Your copy should match the entries exactly, except that it holds no pictures.

Natural language region descriptions:
# # #

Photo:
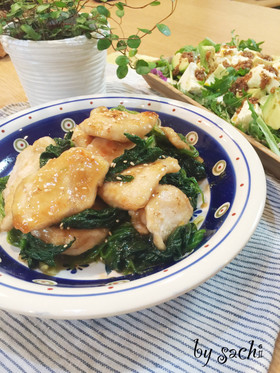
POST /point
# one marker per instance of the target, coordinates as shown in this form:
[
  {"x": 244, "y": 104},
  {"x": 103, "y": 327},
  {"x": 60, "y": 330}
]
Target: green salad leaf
[{"x": 34, "y": 250}]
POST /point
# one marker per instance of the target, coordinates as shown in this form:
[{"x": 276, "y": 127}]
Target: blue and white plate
[{"x": 235, "y": 192}]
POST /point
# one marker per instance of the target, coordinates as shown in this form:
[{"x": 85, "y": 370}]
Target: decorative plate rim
[{"x": 149, "y": 290}]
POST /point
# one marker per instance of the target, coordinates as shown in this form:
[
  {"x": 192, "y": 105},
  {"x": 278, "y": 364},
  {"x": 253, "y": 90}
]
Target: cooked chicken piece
[
  {"x": 112, "y": 124},
  {"x": 27, "y": 163},
  {"x": 80, "y": 138},
  {"x": 85, "y": 239},
  {"x": 167, "y": 209},
  {"x": 108, "y": 149},
  {"x": 64, "y": 186},
  {"x": 175, "y": 140},
  {"x": 135, "y": 194}
]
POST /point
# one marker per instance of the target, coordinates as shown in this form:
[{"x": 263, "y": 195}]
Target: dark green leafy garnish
[
  {"x": 34, "y": 250},
  {"x": 187, "y": 185},
  {"x": 127, "y": 251}
]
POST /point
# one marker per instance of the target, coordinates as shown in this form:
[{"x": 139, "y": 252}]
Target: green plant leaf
[
  {"x": 165, "y": 30},
  {"x": 121, "y": 45},
  {"x": 103, "y": 44},
  {"x": 30, "y": 32},
  {"x": 119, "y": 6},
  {"x": 104, "y": 11},
  {"x": 132, "y": 52},
  {"x": 122, "y": 71},
  {"x": 42, "y": 8},
  {"x": 60, "y": 4},
  {"x": 120, "y": 13},
  {"x": 133, "y": 41},
  {"x": 142, "y": 67},
  {"x": 122, "y": 60},
  {"x": 145, "y": 30}
]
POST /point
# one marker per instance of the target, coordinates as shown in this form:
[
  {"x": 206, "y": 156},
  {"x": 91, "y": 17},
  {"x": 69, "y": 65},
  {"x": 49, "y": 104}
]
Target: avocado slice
[
  {"x": 271, "y": 110},
  {"x": 207, "y": 57}
]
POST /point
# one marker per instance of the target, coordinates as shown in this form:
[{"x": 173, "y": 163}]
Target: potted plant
[{"x": 59, "y": 47}]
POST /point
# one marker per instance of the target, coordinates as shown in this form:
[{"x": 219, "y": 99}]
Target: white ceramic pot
[{"x": 50, "y": 70}]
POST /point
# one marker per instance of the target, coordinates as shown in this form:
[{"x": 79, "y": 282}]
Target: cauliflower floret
[{"x": 244, "y": 116}]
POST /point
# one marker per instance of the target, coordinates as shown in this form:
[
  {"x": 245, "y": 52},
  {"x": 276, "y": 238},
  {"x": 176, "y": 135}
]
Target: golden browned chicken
[
  {"x": 112, "y": 124},
  {"x": 108, "y": 149},
  {"x": 27, "y": 163},
  {"x": 85, "y": 239},
  {"x": 167, "y": 209},
  {"x": 81, "y": 138},
  {"x": 135, "y": 194},
  {"x": 64, "y": 186}
]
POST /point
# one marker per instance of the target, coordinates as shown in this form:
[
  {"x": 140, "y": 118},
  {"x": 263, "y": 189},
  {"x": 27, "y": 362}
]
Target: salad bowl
[{"x": 229, "y": 214}]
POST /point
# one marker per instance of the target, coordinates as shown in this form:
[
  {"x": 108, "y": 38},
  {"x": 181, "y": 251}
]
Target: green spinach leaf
[
  {"x": 54, "y": 151},
  {"x": 187, "y": 185},
  {"x": 34, "y": 250},
  {"x": 127, "y": 251}
]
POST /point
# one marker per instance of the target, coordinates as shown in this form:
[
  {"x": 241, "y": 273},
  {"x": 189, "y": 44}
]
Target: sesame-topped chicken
[
  {"x": 136, "y": 194},
  {"x": 113, "y": 124},
  {"x": 27, "y": 163},
  {"x": 74, "y": 185},
  {"x": 64, "y": 186}
]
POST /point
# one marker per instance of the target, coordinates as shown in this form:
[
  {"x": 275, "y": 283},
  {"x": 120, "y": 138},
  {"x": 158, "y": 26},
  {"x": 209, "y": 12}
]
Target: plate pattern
[{"x": 228, "y": 192}]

# # #

- **OUTPUT BELOW**
Photo:
POST /point
# one marker per instance of the target, coordinates as shown in this form:
[
  {"x": 244, "y": 104},
  {"x": 103, "y": 327},
  {"x": 60, "y": 330}
]
Target: green salad leaf
[{"x": 34, "y": 250}]
POST /point
# one marker per instance of the target, coordinates as shown in this form:
[{"x": 276, "y": 127}]
Target: blue and white plate
[{"x": 235, "y": 192}]
POST /point
# one marker per instance of the target, coordinates as shown in this form:
[{"x": 85, "y": 370}]
Target: decorative plate rim
[{"x": 149, "y": 290}]
POST /point
# one marker per instance of the target, coordinates as shown in this form:
[
  {"x": 192, "y": 105},
  {"x": 278, "y": 364},
  {"x": 253, "y": 90}
]
Target: cooked chicken piece
[
  {"x": 112, "y": 124},
  {"x": 27, "y": 163},
  {"x": 80, "y": 138},
  {"x": 85, "y": 239},
  {"x": 167, "y": 209},
  {"x": 108, "y": 149},
  {"x": 64, "y": 186},
  {"x": 175, "y": 140},
  {"x": 135, "y": 194}
]
POST /point
# one marker per instance of the target, coordinates as shown in this form:
[{"x": 263, "y": 195}]
Target: dark green leafy garnish
[
  {"x": 34, "y": 250},
  {"x": 187, "y": 185},
  {"x": 127, "y": 251}
]
POST /point
# one marker per instance of the target, coordinates as shown in this form:
[{"x": 139, "y": 252}]
Target: green plant leaf
[
  {"x": 165, "y": 30},
  {"x": 121, "y": 45},
  {"x": 103, "y": 44},
  {"x": 30, "y": 32},
  {"x": 119, "y": 6},
  {"x": 104, "y": 11},
  {"x": 132, "y": 52},
  {"x": 122, "y": 71},
  {"x": 42, "y": 8},
  {"x": 60, "y": 4},
  {"x": 120, "y": 13},
  {"x": 133, "y": 41},
  {"x": 142, "y": 67},
  {"x": 122, "y": 60},
  {"x": 145, "y": 30}
]
POST /point
# one marker per instance of the target, coordinates as shown in this form:
[
  {"x": 206, "y": 156},
  {"x": 91, "y": 17},
  {"x": 69, "y": 65},
  {"x": 49, "y": 104}
]
Target: avocado slice
[
  {"x": 271, "y": 110},
  {"x": 207, "y": 57}
]
POST /point
# one marker per instance of the target, coordinates as shown in this form:
[{"x": 173, "y": 163}]
Target: potted plant
[{"x": 59, "y": 47}]
POST /point
# one marker per instance of the target, coordinates as shown in this form:
[{"x": 219, "y": 99}]
Target: white ceramic pot
[{"x": 50, "y": 70}]
POST /point
# one marker per instance of the target, coordinates as shown in this form:
[{"x": 79, "y": 282}]
Target: cauliflower floret
[{"x": 244, "y": 116}]
POST /point
# one marker per instance of the target, coordinates as shown in this form:
[
  {"x": 245, "y": 52},
  {"x": 276, "y": 238},
  {"x": 176, "y": 135}
]
Target: golden browned chicken
[
  {"x": 112, "y": 124},
  {"x": 108, "y": 149},
  {"x": 27, "y": 163},
  {"x": 85, "y": 239},
  {"x": 167, "y": 209},
  {"x": 81, "y": 138},
  {"x": 135, "y": 194},
  {"x": 64, "y": 186}
]
POST /point
# one marker per instance of the target, coordinates as shown in this form:
[
  {"x": 140, "y": 118},
  {"x": 263, "y": 189},
  {"x": 27, "y": 362}
]
Target: salad bowl
[{"x": 229, "y": 214}]
POST /point
# one marker per instance of the target, coordinates as shown in this form:
[
  {"x": 108, "y": 38},
  {"x": 181, "y": 251}
]
Target: green spinach leaf
[
  {"x": 54, "y": 151},
  {"x": 187, "y": 185},
  {"x": 34, "y": 250},
  {"x": 127, "y": 251}
]
POST /point
# one marker per instance of the target, coordinates as shown in this form:
[
  {"x": 241, "y": 273},
  {"x": 189, "y": 44}
]
Target: sesame-topped chicken
[
  {"x": 136, "y": 194},
  {"x": 113, "y": 124},
  {"x": 27, "y": 163},
  {"x": 74, "y": 185},
  {"x": 64, "y": 186}
]
POST /point
# one marker per instance of the target, coordinates as shown in this form:
[
  {"x": 275, "y": 283},
  {"x": 120, "y": 138},
  {"x": 158, "y": 26},
  {"x": 209, "y": 12}
]
Target: plate pattern
[{"x": 228, "y": 192}]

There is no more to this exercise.